Task: Arrange every line of the rows below as a Markdown table with two columns, No. and Text. Put each line's sequence number under No. and the line itself under Text, and leave out blank lines.

Data provided:
^^^^^^^^

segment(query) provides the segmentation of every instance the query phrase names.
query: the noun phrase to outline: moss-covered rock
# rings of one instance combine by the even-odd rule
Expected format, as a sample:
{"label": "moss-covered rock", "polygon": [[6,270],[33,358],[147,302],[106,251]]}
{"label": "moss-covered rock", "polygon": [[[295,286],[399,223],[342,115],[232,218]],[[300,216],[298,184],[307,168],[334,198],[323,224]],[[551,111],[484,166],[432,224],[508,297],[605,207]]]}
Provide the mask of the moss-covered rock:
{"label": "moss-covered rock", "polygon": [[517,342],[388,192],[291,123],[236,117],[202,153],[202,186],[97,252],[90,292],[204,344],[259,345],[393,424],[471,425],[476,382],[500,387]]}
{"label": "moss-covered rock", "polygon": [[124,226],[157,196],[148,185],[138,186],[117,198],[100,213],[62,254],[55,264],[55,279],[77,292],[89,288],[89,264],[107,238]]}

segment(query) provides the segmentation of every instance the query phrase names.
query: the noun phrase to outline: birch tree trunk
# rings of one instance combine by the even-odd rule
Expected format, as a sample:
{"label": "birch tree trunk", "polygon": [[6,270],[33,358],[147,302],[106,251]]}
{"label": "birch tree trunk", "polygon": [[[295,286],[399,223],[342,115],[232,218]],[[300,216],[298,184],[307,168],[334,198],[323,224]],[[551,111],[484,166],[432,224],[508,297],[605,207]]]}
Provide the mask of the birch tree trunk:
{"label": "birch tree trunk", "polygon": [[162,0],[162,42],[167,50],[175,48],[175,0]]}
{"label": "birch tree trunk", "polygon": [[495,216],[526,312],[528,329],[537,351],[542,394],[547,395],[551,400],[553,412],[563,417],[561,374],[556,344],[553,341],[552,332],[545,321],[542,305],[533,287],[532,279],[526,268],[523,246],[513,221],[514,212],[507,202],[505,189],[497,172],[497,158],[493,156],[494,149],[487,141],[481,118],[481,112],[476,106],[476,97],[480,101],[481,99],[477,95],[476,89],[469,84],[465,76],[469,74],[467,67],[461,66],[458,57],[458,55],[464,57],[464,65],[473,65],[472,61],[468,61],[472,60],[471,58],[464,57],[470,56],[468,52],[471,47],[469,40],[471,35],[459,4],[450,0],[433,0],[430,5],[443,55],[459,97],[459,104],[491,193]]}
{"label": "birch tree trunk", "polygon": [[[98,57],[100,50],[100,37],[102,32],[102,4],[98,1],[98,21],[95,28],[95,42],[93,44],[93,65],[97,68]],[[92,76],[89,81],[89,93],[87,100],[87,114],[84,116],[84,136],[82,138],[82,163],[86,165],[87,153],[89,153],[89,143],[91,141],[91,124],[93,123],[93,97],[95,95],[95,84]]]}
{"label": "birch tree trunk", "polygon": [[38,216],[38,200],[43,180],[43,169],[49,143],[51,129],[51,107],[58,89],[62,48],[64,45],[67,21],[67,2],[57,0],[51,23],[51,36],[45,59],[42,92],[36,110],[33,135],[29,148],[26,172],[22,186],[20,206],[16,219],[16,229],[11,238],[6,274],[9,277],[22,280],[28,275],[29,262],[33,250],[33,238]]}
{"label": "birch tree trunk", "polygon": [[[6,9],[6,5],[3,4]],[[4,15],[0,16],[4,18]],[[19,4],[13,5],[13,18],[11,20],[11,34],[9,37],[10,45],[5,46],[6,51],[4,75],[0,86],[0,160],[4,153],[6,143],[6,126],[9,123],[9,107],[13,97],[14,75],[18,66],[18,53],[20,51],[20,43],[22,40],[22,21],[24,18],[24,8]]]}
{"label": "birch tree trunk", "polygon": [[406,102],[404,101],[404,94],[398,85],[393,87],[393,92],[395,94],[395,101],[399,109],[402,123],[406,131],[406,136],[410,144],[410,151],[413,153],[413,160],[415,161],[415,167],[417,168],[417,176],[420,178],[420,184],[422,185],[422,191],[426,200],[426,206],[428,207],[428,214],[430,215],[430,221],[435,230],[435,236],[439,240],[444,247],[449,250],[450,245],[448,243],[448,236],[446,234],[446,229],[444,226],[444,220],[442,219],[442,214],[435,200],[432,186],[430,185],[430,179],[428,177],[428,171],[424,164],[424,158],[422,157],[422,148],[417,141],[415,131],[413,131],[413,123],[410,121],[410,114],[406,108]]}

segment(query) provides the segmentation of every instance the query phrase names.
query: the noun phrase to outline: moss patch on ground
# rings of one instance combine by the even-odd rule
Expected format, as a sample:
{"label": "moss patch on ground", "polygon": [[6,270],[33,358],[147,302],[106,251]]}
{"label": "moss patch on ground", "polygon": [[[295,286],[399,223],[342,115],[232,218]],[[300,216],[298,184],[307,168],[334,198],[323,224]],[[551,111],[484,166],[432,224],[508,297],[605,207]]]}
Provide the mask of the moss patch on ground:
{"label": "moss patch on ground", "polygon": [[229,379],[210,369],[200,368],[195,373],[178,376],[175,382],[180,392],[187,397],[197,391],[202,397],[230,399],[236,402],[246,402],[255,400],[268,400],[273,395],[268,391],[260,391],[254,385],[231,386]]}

^^^^^^^^

Answer for this exercise:
| No. | Text |
|---|---|
| 1 | segment(query) provides the segmentation of every instance the query phrase names. |
| 2 | query: the noun phrase to outline: moss-covered rock |
| 3 | # rings of one instance combine by the even-odd rule |
| 4 | Expected format, as a sample: |
| 5 | {"label": "moss-covered rock", "polygon": [[6,270],[33,358],[147,302],[106,251]]} |
| 6 | {"label": "moss-covered rock", "polygon": [[[295,286],[399,223],[342,115],[232,218]],[[300,216],[298,184],[307,168],[334,198],[323,224]],[[551,111],[484,166],[432,224],[508,297],[605,207]]]} |
| 7 | Provide the mask of the moss-covered rock: |
| 8 | {"label": "moss-covered rock", "polygon": [[517,342],[388,192],[291,123],[236,117],[202,153],[202,186],[97,252],[90,292],[204,344],[259,345],[393,424],[471,425],[476,382],[500,387]]} |
| 9 | {"label": "moss-covered rock", "polygon": [[124,226],[157,196],[148,185],[138,186],[117,198],[100,213],[62,254],[55,264],[55,279],[77,292],[89,288],[89,264],[107,238]]} |
| 10 | segment(query) provides the segmentation of every instance the query phrase names. |
| 11 | query: the noun phrase to outline: birch tree trunk |
| 12 | # rings of one instance combine by the even-odd rule |
| 13 | Expected format, as a sample: |
| 14 | {"label": "birch tree trunk", "polygon": [[6,270],[33,358],[147,302],[106,251]]} |
| 15 | {"label": "birch tree trunk", "polygon": [[[295,286],[399,223],[342,115],[232,218]],[[300,216],[298,184],[307,168],[334,198],[323,224]],[[551,111],[484,166],[432,224],[508,297],[605,207]]]} |
| 16 | Provide the mask of the birch tree trunk: |
| 17 | {"label": "birch tree trunk", "polygon": [[162,0],[162,42],[167,50],[175,48],[175,0]]} |
| 18 | {"label": "birch tree trunk", "polygon": [[495,216],[526,312],[528,329],[537,351],[542,394],[547,395],[551,400],[553,412],[563,417],[561,374],[556,344],[553,341],[552,332],[545,321],[542,305],[533,287],[532,279],[526,268],[523,246],[513,221],[514,212],[507,202],[505,189],[497,172],[497,158],[493,156],[494,149],[487,141],[481,118],[481,112],[476,106],[476,97],[480,101],[481,99],[477,95],[476,89],[469,84],[465,76],[469,74],[467,67],[461,66],[458,57],[458,55],[464,57],[464,65],[473,65],[472,61],[468,61],[472,60],[471,58],[464,57],[470,56],[468,52],[471,47],[469,40],[471,35],[459,4],[450,0],[433,0],[430,5],[443,55],[459,97],[459,104],[491,193]]} |
| 19 | {"label": "birch tree trunk", "polygon": [[[98,57],[100,50],[100,37],[102,32],[102,4],[98,1],[98,21],[95,28],[95,42],[93,44],[93,65],[97,68]],[[92,76],[89,81],[89,93],[87,100],[87,114],[84,116],[84,136],[82,138],[82,163],[86,165],[87,153],[89,153],[89,143],[91,141],[91,124],[93,123],[93,97],[95,95],[95,84]]]} |
| 20 | {"label": "birch tree trunk", "polygon": [[38,216],[38,200],[43,180],[43,169],[49,143],[51,129],[51,107],[58,89],[62,48],[64,45],[67,21],[67,2],[57,0],[51,23],[51,36],[45,59],[42,92],[36,110],[33,135],[29,148],[26,172],[22,186],[20,206],[16,219],[16,229],[11,238],[6,274],[9,277],[22,280],[28,275],[29,262],[33,250],[33,238]]} |
| 21 | {"label": "birch tree trunk", "polygon": [[[6,9],[6,5],[3,4]],[[4,15],[0,16],[4,18]],[[19,4],[13,5],[13,18],[11,20],[11,34],[9,37],[10,45],[5,46],[6,51],[4,75],[0,86],[0,160],[4,153],[6,143],[6,126],[9,123],[9,107],[13,97],[14,75],[18,66],[18,53],[20,51],[20,43],[22,40],[22,21],[24,18],[24,8]]]} |
| 22 | {"label": "birch tree trunk", "polygon": [[406,102],[404,101],[404,94],[398,85],[393,87],[393,92],[395,94],[395,101],[399,109],[402,123],[406,131],[406,136],[410,144],[410,151],[413,153],[413,160],[415,161],[415,167],[417,168],[417,176],[420,178],[420,184],[422,185],[422,191],[426,200],[426,206],[428,207],[428,214],[430,215],[430,221],[435,230],[435,236],[439,240],[444,247],[449,250],[450,245],[448,243],[448,236],[446,234],[446,229],[444,226],[444,220],[442,219],[442,214],[435,200],[432,186],[430,185],[430,179],[428,177],[428,171],[424,164],[424,158],[422,157],[422,148],[417,141],[415,131],[413,131],[413,123],[410,121],[410,114],[406,108]]} |
| 23 | segment(query) provides the segmentation of every instance the query phrase names. |
| 24 | query: the noun phrase to outline: moss patch on ground |
| 25 | # rings of one instance combine by the even-odd rule |
| 26 | Expected format, as a sample: |
| 27 | {"label": "moss patch on ground", "polygon": [[6,270],[33,358],[147,302],[106,251]]} |
| 28 | {"label": "moss patch on ground", "polygon": [[[295,286],[399,223],[342,115],[232,218]],[[300,216],[298,184],[307,168],[334,198],[323,224]],[[551,111],[484,166],[432,224],[508,297],[605,207]]]} |
| 29 | Provide the mask of the moss patch on ground: |
| 30 | {"label": "moss patch on ground", "polygon": [[229,379],[210,369],[200,368],[195,373],[178,376],[175,382],[180,392],[187,397],[197,391],[202,397],[230,399],[236,402],[246,402],[255,400],[268,400],[273,395],[268,391],[260,391],[254,385],[231,386]]} |